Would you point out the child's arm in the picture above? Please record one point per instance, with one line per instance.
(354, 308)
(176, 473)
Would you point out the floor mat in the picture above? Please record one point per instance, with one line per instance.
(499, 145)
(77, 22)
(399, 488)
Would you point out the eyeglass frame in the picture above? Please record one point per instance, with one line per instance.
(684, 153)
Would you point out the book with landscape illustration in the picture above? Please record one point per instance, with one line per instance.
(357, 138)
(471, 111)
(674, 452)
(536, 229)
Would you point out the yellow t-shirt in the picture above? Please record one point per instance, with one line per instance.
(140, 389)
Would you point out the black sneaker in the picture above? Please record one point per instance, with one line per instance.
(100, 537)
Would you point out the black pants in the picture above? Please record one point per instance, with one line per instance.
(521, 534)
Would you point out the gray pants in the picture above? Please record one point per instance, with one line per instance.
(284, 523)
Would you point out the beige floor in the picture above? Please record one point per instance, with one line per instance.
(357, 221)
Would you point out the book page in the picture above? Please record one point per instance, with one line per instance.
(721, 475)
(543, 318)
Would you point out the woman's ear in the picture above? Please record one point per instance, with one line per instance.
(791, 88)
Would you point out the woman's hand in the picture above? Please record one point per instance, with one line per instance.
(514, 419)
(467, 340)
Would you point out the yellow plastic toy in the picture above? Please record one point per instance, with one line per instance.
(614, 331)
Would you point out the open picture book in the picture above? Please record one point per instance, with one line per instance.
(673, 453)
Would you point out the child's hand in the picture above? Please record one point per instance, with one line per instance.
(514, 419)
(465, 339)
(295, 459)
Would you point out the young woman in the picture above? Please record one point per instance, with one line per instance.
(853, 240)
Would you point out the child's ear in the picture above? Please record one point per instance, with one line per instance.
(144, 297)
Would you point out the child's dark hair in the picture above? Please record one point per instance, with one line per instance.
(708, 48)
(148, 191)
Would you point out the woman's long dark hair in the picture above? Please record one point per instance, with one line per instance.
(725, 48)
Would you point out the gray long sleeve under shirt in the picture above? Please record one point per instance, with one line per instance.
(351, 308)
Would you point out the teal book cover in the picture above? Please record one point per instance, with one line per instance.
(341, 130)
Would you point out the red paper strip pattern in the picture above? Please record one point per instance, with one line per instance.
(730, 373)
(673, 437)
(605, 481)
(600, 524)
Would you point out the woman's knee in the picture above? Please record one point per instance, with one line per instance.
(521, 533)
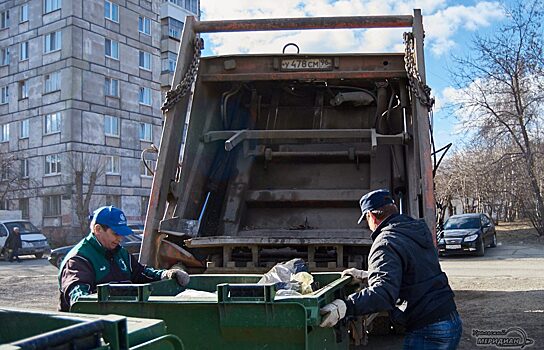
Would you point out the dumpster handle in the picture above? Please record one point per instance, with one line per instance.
(155, 343)
(228, 293)
(63, 336)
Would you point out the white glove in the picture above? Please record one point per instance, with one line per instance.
(181, 276)
(332, 313)
(356, 274)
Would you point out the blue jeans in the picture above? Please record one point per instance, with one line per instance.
(442, 335)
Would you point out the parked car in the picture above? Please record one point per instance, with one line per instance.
(131, 242)
(32, 240)
(467, 233)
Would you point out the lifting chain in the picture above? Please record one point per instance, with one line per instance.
(175, 95)
(420, 90)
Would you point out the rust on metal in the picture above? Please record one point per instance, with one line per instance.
(347, 22)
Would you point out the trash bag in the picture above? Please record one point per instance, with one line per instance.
(290, 275)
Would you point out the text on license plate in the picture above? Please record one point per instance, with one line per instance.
(306, 64)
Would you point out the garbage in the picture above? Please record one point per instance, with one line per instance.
(291, 276)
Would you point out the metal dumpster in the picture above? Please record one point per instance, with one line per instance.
(22, 329)
(243, 314)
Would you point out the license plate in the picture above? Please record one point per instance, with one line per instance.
(297, 64)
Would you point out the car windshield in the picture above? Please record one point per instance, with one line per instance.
(462, 223)
(24, 227)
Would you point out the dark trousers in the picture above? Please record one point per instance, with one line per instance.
(14, 255)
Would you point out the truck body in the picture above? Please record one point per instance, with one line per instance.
(280, 147)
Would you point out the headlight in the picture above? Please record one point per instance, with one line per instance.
(471, 238)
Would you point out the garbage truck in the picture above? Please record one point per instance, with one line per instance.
(279, 149)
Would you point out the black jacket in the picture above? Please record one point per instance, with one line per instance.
(403, 266)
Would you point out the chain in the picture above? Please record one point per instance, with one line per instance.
(420, 90)
(173, 96)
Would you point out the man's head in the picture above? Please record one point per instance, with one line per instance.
(376, 206)
(109, 224)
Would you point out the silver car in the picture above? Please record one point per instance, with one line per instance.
(32, 240)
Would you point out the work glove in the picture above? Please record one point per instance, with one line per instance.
(332, 313)
(181, 276)
(360, 275)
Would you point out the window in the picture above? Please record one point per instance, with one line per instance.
(144, 25)
(24, 168)
(111, 125)
(144, 202)
(4, 56)
(111, 87)
(169, 64)
(52, 123)
(146, 132)
(24, 207)
(175, 28)
(52, 164)
(4, 133)
(111, 11)
(112, 49)
(52, 205)
(145, 96)
(23, 51)
(191, 5)
(4, 19)
(23, 89)
(112, 165)
(25, 128)
(23, 13)
(4, 94)
(52, 42)
(51, 5)
(52, 82)
(113, 199)
(145, 60)
(4, 204)
(4, 173)
(144, 171)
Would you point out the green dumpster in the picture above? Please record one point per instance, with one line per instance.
(242, 315)
(23, 329)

******************************

THE TASK ::
Copy all of the material above line for line without changing anything, and leave out the pictures.

EXERCISE OUTPUT ::
Would you point out the child's arm in the picture above? Please record one point per instance, with one line per instance.
(354, 308)
(176, 473)
Would you point out the floor mat in the picture above? Please record one point per instance, with one line per instance.
(499, 145)
(77, 22)
(399, 488)
Would you point out the eyeglass frame in the picture above? Please record one point per instance, with one line per instance.
(684, 153)
Would you point out the book with landscape illustration in the picture above? Please record one point per instance, with one line per instance.
(357, 138)
(471, 111)
(674, 452)
(536, 229)
Would you point out the yellow t-shirt in the picture above? Please record one point per instance, with one line per instance.
(140, 389)
Would you point out the black sneaker in the picture above? Please record one point per instance, with one line per instance.
(100, 537)
Would you point out the black pants in the picture above? Please record one point per instance, with one line per instance.
(521, 534)
Would you point out the gray pants in the picture above? Please record one point per instance, with one line per instance.
(284, 523)
Would you point out the beige floor in the picture above? Please record one point per instance, with one line per instance.
(357, 221)
Would you point out the book page in the picture above? Please record one point per instance, with one line per instance.
(721, 475)
(543, 318)
Would you point out the woman's ear in the picture above? Please record one point per instance, with one line per instance.
(791, 88)
Would you point out the woman's hand in the picture above? Please record one point per instance, with one line per instance.
(514, 419)
(467, 340)
Would you point out the yellow plastic toy in the picture above? Please record one point per instance, with one line per instance.
(614, 331)
Would you point out the open picture book in the picture above? Please record one point per instance, with one line per instance.
(673, 453)
Would you point out the child's hand in the picture above? Please record one point per instance, with one line per instance.
(514, 419)
(465, 339)
(295, 459)
Would you point out the young woman in the picture above? Please record one point per instance, with one line per instance.
(853, 240)
Would you point out the child's ear in the picture above? Please record one point per instance, with one line per instance.
(144, 297)
Would you point out the child's dark hair in the picture above? Please record one point per instance, with one line per instance.
(708, 48)
(148, 191)
Would you point out the woman's long dark hair in the picture above? Please record one point per instance, with one line per instance.
(725, 48)
Would you point out the gray long sleeve under shirt in the picture above? Please record one point per instance, with one line per instance.
(351, 308)
Would you point out the teal book cover in the picture above? Please record one point per instance, with one line per instance.
(341, 130)
Would you point out the red paper strip pattern in the picture above? Please record one point per instance, with one line per instance.
(730, 373)
(673, 437)
(605, 481)
(600, 524)
Would you point out the woman's knee in the picture above? Please record one point per instance, with one line per instance.
(521, 533)
Would you point out the dumpster handle in the picture above? Please record one point per instance, with one line per instance.
(155, 343)
(228, 293)
(63, 336)
Would you point out the white glove in the picture above? Please record one point per instance, with one line per instance.
(181, 276)
(332, 313)
(356, 274)
Would you point out the blue jeans in the picture above? Please record one point per instance, with one line per instance.
(442, 335)
Would you point out the parked car in the picture above? Please record one point per instance, with one line per instance.
(131, 242)
(32, 240)
(467, 233)
Would you point out the lifting chain in the picture above? Please record one point per instance, with one line per instance.
(175, 95)
(420, 90)
Would you point out the rust on metal in the picture above? Please record one point per instance, with one line per instance.
(347, 22)
Would you point out the trash bag in the picture above? Please record one point per instance, with one line per instance.
(290, 275)
Would you point out the text on license plate in the picture above? Please record one point per instance, with one line per instance.
(306, 64)
Would you point out the garbage in the picture above? Please record one point per instance, with one line per instance.
(291, 276)
Would you point out the metal dumpster in the picture above? Please record one point per instance, with one line per instance.
(22, 329)
(243, 314)
Would you point out the license plate in the picture above? Please record one point per instance, with one line per instance.
(297, 64)
Would you point out the car windshield in the picture above? Please record one point per instance, with one line per instance.
(462, 223)
(24, 227)
Would you point out the dark trousers in the picture above? Please record one point per instance, with one line per instance.
(14, 255)
Would you point out the truck body in the picture above? Please record one point per instance, with one line per instance.
(280, 147)
Would you point out the headlight in the picture above? Please record one point per instance, with one line per instance.
(471, 238)
Would you point out the garbage truck in the picture above? Please record one point per instance, with one line per instance.
(279, 149)
Would you point out the black jacket in the picture above? Please record one point per instance, with one line per instance.
(403, 266)
Would you point out the chain in the picture above? Please record one point per instance, with one line per instance.
(420, 90)
(173, 96)
Would you point out the man's head in the picture above? Please record one point per instance, with one line per instance.
(376, 206)
(109, 224)
Would you point out the silver car in the picture above? Please record one point per instance, with one line per instance.
(32, 240)
Would you point out the work glove in the picture above? Please record one point per instance, with one line per instance.
(332, 313)
(181, 276)
(360, 275)
Would you point out the window in the picture above? Please record one point per instance, with one line per instance.
(144, 25)
(24, 168)
(111, 125)
(144, 202)
(4, 56)
(111, 87)
(169, 64)
(52, 123)
(146, 132)
(24, 207)
(175, 28)
(52, 164)
(4, 133)
(111, 11)
(112, 49)
(52, 205)
(145, 96)
(23, 51)
(191, 5)
(4, 19)
(23, 89)
(112, 165)
(25, 128)
(23, 13)
(4, 94)
(52, 42)
(51, 5)
(52, 82)
(113, 199)
(145, 60)
(4, 204)
(4, 173)
(144, 171)
Would you point out the green dumpster in the picture above? Please record one point per instance, with one line per instance.
(242, 315)
(23, 329)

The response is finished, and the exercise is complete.